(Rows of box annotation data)
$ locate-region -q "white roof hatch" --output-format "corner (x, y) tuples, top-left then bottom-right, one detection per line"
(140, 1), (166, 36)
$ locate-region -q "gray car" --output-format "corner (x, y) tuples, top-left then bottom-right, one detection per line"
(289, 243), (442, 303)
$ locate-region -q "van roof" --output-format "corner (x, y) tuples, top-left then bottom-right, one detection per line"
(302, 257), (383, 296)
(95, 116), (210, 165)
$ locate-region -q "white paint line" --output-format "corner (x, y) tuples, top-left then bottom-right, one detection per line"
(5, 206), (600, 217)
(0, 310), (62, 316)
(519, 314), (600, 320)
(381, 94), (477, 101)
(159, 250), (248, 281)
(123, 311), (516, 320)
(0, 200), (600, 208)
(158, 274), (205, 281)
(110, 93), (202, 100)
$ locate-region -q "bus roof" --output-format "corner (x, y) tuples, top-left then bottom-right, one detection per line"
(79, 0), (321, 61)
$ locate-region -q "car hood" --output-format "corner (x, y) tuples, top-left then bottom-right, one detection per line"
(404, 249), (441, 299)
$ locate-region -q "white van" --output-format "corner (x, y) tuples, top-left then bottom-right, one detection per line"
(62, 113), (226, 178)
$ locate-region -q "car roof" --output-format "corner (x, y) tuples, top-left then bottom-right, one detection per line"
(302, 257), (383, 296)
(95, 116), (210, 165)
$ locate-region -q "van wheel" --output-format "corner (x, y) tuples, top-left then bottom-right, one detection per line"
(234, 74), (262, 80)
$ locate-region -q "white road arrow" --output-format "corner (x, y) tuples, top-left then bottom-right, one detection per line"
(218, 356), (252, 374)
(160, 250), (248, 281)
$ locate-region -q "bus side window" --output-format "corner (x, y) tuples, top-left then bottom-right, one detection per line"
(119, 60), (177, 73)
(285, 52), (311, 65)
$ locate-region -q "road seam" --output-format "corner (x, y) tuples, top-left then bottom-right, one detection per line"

[Exercise requirements]: Retype the material in full, character for character.

[Exercise solution]:
$ locate-region -q "white roof hatch" --output-format "corner (x, y) tuples, top-left then bottom-right, one detection per line"
(140, 1), (166, 36)
$ locate-region -q "gray car" --output-format "corner (x, y) tuples, top-left then bottom-right, one detection per line"
(289, 243), (442, 303)
$ locate-region -q "van roof" --output-format "corner (x, y) tuples, top-left then bottom-right, one detection per line"
(302, 257), (383, 296)
(95, 116), (210, 165)
$ locate-region -q "white paint line" --output-format "corner (x, y) tuples, top-left then bottom-right, one detection per line"
(5, 206), (600, 217)
(0, 310), (62, 316)
(519, 314), (600, 320)
(381, 94), (477, 101)
(159, 250), (248, 281)
(123, 311), (516, 320)
(0, 200), (600, 208)
(158, 274), (205, 281)
(110, 93), (202, 100)
$ locate-region -q "bus roof" --output-format "corner (x, y) tuples, top-left then bottom-right, one detection per line"
(79, 0), (321, 61)
$ locate-region -q "car hood" --output-format "corner (x, y) tuples, top-left then bottom-right, one detection per line"
(404, 249), (441, 299)
$ locate-region -q "white van" --output-format "corner (x, y) tuples, top-left then bottom-right, one detection per line"
(62, 113), (226, 178)
$ locate-region -q "car roof" --output-format "corner (x, y) tuples, top-left then bottom-right, one detection per line"
(302, 257), (383, 296)
(95, 116), (210, 165)
$ locate-region -q "van wheel" --output-format "corner (x, y) tuples, top-left then bottom-right, one detection per line"
(234, 74), (262, 80)
$ locate-region -q "white road arrow" --output-format "corner (x, y) tuples, top-left then bottom-right, one detection per line"
(218, 356), (252, 374)
(160, 250), (248, 281)
$ locate-region -q "bus side window" --output-format "corner (x, y) tuples, top-left then bottom-right, one detection per line"
(119, 60), (177, 73)
(285, 52), (311, 65)
$ locate-region -q "road seam" --output-format "corner (x, y) tuples, top-left then bottom-right, one detection per line"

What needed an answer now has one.